**Trecho do documento**
--- --- ---
Nota HT – Para a versão especial ‘Covid’, a TV Globo construiu um hospital de campanha em menos tempo que muitas cidades pelo Brasil e com bastante perfeição. Aplausos para todos os profissionais envolvidos na produção, pois não deve ter sido nada fácil colocar os dois episódios no ar, uma atração em meio ao caos com tanto cuidado e protocolos de segurança.
HT – Como foi vivenciar um pouco das experiências dos profissionais de saúde que lutaram/ lutam no combate ao novo coronavírus?
ME – Foi muita coisa. Ao mesmo tempo estafante e libertador. Sofrido e esperançoso. Em maior ou menor escala uma sensação que pode ser comum a todos nós brasileiros nesse momento. É de abandono e muito mais desesperador para a maior parte da população negligenciada. Sente que não tem valor, não tem importância, não tem ninguém que olhe por ela, zele, cuide, proteja. E quando percebe que sim, que a vida dela tem importância, que tem alguém lutando por ela, dedicando e arriscando a própria vida pela sua, ganha esperança, confiança, força… isso inspira e motiva. E confiança é algo muito caro, muito importante, e tudo que a gente está vendo e vivendo explicita em quem a gente pode confiar. Os profissionais da saúde, junto com a imprensa e a sociedade civil, se mostraram nossos alicerces nesse momento. Me fez realizar a responsabilidade e grandiosidade desse gesto na decisão de ser um profissional da saúde no Brasil.
Acho que os grandes desafios das nossas vidas são ao mesmo tempo sempre uma grande oportunidade de evoluir, de crescer também. A gente pode escolher fugir, negar e não usufruir dessa chance. Mas eu, pessoalmente, acho que só vai fazer com que todo o sofrimento seja em vão. O brasileiro é por essência muito criativo, alegre e trabalhador. Estar perto de quem nos inspira, procurar inspirações resulta em esperança. Não tenho dúvida de que dias melhores virão e acho que a gente deve aproveitar o que essa tragédia está nos mostrando e nos apropriar disso para seguir ganhando o maior deslocamento possível na compreensão de indivíduo e coletivo. O país é imenso e muito desigual, com realidades muito distintas. A gente existe na relação com o outro. É nela que nos tornamos concretos. Então, acredito que quanto mais nos conhecermos nas nossas qualidades e defeitos, mais fortalecidos.
HT – Como a Marjorie está passando esse período de isolamento?
ME – Comparando com a realidade da maioria dos brasileiros, estou passando quase ilesa. Eu vivo o isolamento com o medo projetado pela imaginação tanto sobre o vírus quanto sobre as perdas. A realidade desse momento tem consequências muito distintas de acordo com cada vida. Sem dúvida estamos no mesmo contexto, mas algumas especificidades alteram radicalmente o desafio. Eu tive que lidar com todo o desamparo emocional, muito medo, tristeza, incerteza, abandono tudo que chega junto com essa ameaça de morte, vivendo e assistindo a todo esse sofrimento em cadeia disparado pelo vírus. Com o privilégio de ter suporte para enfrentar o isolamento apenas por esse viés e auxiliar familiares, amigos e grupos mais vulneráveis da sociedade.
--- --- ---
**O que fazer**
1/ Transcreva o trecho da entrevista que vai de "HT – Como a" até "vulneráveis da sociedade.", incluindo ambos.
2/ De acordo com a entrevista, quem, junto com os profissionais da saúde, se mostrou alicerce nesse momento?

(Registros de dados armazenados)
--- --- ---
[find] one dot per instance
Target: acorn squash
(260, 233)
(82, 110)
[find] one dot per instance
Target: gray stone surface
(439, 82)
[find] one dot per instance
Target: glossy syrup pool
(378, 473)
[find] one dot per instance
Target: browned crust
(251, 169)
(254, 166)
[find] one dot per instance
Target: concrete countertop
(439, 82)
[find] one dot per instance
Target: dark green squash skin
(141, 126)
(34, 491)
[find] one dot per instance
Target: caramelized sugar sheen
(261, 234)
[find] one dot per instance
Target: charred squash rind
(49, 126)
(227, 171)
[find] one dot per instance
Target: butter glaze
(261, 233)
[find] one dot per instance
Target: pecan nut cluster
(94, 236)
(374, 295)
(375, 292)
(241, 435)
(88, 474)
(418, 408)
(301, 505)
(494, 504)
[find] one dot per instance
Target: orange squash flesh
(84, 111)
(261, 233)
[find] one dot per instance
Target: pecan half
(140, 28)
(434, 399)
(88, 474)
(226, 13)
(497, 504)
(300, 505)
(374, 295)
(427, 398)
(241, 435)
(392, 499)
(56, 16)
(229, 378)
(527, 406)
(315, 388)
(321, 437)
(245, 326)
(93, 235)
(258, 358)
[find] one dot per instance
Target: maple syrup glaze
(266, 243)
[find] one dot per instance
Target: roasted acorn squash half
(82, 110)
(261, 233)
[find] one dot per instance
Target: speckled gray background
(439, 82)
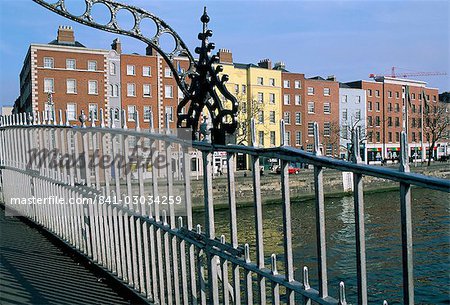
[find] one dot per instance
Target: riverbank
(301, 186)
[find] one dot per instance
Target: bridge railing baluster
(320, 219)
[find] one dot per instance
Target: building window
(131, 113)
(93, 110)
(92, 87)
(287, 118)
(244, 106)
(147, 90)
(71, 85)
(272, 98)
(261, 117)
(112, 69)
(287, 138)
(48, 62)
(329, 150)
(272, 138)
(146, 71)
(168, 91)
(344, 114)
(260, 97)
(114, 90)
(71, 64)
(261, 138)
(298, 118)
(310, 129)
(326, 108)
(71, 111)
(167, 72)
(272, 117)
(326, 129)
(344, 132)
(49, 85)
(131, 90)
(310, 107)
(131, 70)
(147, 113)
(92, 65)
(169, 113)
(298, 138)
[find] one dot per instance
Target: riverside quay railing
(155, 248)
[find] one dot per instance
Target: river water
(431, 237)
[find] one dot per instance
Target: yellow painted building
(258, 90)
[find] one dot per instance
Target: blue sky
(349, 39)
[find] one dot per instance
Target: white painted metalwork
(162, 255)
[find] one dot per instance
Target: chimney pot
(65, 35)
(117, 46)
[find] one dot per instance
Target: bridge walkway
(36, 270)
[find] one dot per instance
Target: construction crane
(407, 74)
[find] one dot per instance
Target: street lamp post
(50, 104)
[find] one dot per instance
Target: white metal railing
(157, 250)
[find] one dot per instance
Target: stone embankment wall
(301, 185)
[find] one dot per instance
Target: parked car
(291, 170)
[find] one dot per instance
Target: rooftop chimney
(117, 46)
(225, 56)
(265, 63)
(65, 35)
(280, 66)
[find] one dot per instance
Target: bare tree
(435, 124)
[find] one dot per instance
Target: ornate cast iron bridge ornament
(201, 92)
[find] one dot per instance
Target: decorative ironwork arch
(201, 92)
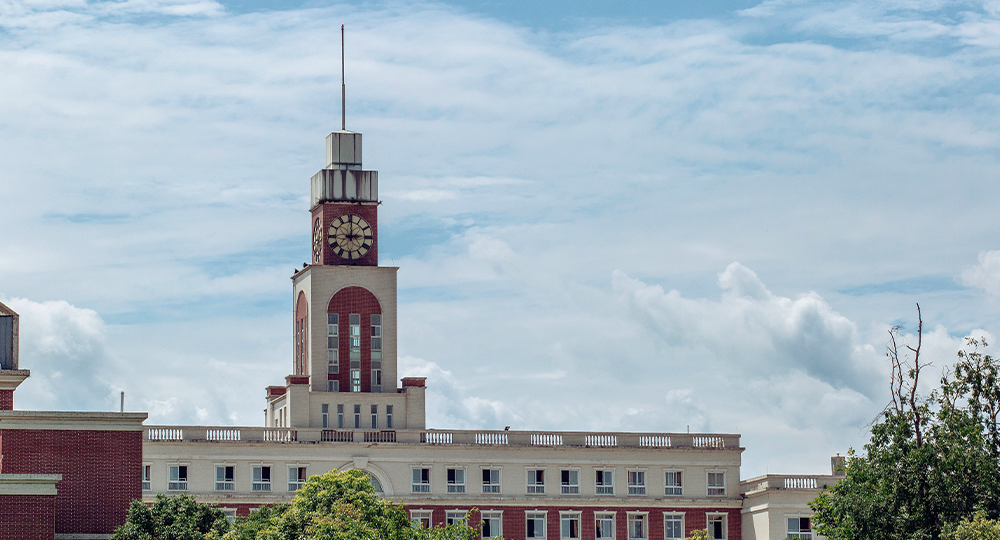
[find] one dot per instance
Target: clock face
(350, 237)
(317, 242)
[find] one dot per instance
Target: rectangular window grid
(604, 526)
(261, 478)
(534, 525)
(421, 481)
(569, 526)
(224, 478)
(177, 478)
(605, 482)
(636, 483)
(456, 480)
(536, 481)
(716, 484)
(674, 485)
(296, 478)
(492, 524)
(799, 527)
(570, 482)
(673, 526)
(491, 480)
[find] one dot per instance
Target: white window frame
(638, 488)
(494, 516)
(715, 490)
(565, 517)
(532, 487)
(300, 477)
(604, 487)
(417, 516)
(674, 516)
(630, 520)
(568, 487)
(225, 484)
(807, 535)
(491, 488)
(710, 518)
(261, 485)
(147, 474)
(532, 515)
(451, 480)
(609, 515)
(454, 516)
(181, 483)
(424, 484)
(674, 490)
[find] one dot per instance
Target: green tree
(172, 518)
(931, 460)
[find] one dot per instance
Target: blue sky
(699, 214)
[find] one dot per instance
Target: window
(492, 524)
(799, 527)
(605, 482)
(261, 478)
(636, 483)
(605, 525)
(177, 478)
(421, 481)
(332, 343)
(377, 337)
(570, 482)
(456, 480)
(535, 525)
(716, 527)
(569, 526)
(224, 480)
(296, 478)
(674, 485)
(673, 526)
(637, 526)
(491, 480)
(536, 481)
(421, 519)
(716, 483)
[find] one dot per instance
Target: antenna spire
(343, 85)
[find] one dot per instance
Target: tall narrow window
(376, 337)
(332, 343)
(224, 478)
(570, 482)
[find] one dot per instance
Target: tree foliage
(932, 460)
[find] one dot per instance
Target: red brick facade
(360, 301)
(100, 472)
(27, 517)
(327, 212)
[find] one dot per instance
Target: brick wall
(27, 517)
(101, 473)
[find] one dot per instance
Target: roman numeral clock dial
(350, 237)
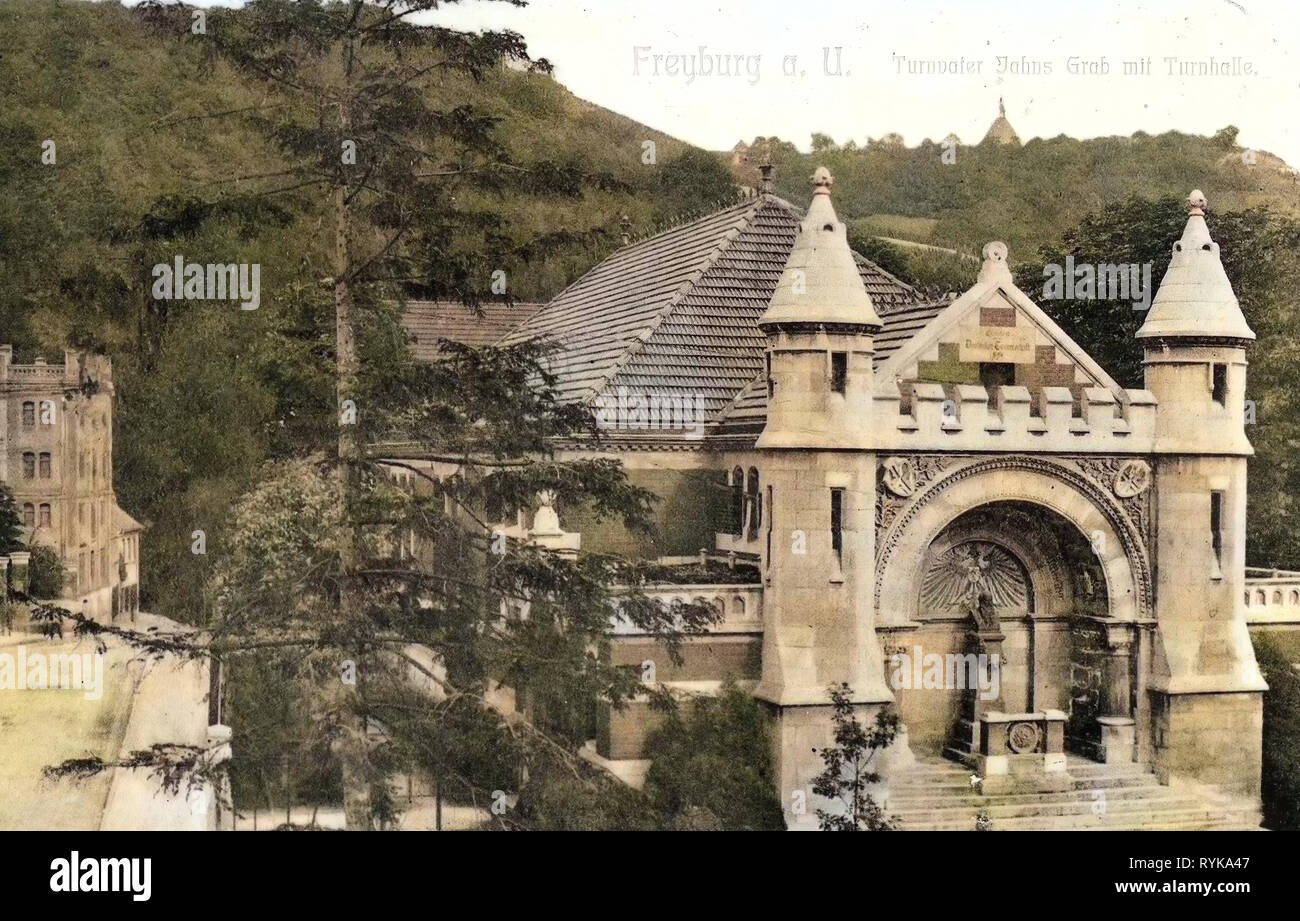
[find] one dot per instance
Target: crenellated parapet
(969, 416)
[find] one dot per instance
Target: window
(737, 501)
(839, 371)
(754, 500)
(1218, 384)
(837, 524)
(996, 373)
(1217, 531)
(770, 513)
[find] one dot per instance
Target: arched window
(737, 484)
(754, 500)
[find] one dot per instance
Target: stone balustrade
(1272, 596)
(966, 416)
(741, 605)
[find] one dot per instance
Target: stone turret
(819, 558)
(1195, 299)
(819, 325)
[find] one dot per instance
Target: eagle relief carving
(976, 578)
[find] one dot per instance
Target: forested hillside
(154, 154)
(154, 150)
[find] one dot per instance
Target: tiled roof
--- --- ---
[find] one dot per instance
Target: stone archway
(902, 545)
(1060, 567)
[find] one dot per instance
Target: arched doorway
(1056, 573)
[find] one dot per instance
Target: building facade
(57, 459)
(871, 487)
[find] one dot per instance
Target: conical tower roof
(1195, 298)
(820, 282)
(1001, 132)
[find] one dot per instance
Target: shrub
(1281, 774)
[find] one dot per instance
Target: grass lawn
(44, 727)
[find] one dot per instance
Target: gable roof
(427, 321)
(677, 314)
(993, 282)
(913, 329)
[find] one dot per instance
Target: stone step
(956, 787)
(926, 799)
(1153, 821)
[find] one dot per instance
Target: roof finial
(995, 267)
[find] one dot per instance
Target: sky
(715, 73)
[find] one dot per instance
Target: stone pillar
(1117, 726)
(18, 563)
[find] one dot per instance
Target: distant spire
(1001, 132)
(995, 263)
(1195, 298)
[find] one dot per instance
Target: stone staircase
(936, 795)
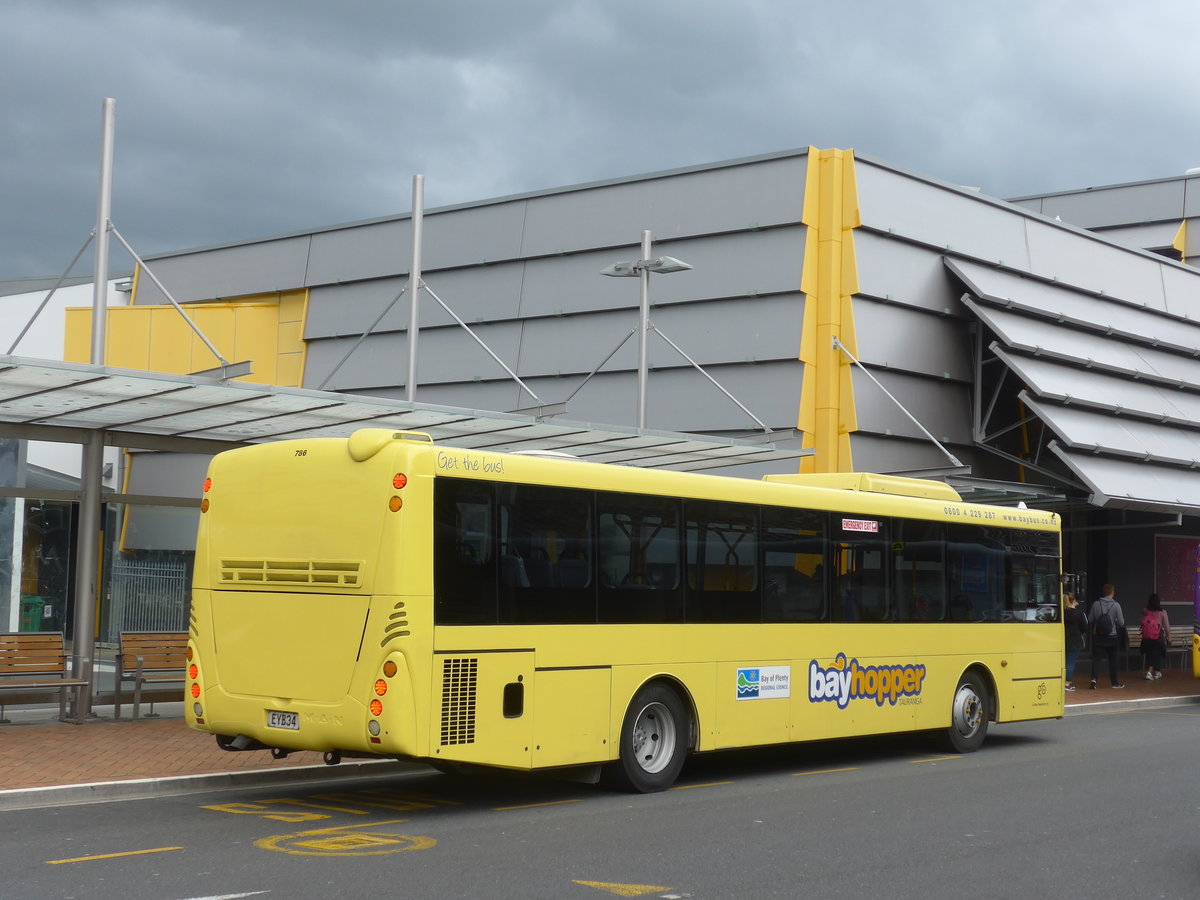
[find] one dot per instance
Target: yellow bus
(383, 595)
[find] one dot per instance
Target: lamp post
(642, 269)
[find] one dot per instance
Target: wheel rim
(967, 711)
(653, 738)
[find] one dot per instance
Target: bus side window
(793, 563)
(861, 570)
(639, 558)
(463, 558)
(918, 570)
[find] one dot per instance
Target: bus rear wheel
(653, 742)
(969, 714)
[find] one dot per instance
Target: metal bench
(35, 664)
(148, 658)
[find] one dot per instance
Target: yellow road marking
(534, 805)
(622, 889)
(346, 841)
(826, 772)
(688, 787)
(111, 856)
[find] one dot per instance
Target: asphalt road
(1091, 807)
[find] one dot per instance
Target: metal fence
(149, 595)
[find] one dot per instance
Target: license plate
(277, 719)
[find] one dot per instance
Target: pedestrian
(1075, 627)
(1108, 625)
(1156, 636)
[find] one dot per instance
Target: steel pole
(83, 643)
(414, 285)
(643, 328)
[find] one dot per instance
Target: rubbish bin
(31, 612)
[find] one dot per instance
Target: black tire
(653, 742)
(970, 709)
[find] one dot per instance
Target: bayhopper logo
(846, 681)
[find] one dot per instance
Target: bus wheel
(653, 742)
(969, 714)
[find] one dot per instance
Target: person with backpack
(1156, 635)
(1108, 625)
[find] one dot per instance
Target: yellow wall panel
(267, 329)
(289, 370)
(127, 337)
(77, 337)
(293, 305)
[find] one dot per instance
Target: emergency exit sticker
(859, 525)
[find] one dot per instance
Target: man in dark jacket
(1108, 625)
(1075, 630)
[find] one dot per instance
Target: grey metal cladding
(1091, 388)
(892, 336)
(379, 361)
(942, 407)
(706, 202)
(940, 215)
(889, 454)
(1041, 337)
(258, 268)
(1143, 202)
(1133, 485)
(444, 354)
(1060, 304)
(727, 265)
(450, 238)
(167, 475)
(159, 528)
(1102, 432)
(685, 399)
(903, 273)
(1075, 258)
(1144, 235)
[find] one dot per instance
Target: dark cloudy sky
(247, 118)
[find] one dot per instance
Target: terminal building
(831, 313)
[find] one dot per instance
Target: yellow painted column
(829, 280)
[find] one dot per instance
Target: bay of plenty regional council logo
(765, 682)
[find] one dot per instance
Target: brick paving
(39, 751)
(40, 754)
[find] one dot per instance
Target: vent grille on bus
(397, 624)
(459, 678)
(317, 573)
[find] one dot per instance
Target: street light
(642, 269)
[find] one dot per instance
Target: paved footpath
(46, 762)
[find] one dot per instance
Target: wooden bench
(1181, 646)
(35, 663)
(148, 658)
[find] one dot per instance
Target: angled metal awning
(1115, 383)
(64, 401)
--- --- ---
**Respostas por tarefa**
1/
HT – Como a Marjorie está passando esse período de isolamento?
ME – Comparando com a realidade da maioria dos brasileiros, estou passando quase ilesa. Eu vivo o isolamento com o medo projetado pela imaginação tanto sobre o vírus quanto sobre as perdas. A realidade desse momento tem consequências muito distintas de acordo com cada vida. Sem dúvida estamos no mesmo contexto, mas algumas especificidades alteram radicalmente o desafio. Eu tive que lidar com todo o desamparo emocional, muito medo, tristeza, incerteza, abandono tudo que chega junto com essa ameaça de morte, vivendo e assistindo a todo esse sofrimento em cadeia disparado pelo vírus. Com o privilégio de ter suporte para enfrentar o isolamento apenas por esse viés e auxiliar familiares, amigos e grupos mais vulneráveis da sociedade.

2/ A imprensa e a sociedade civil.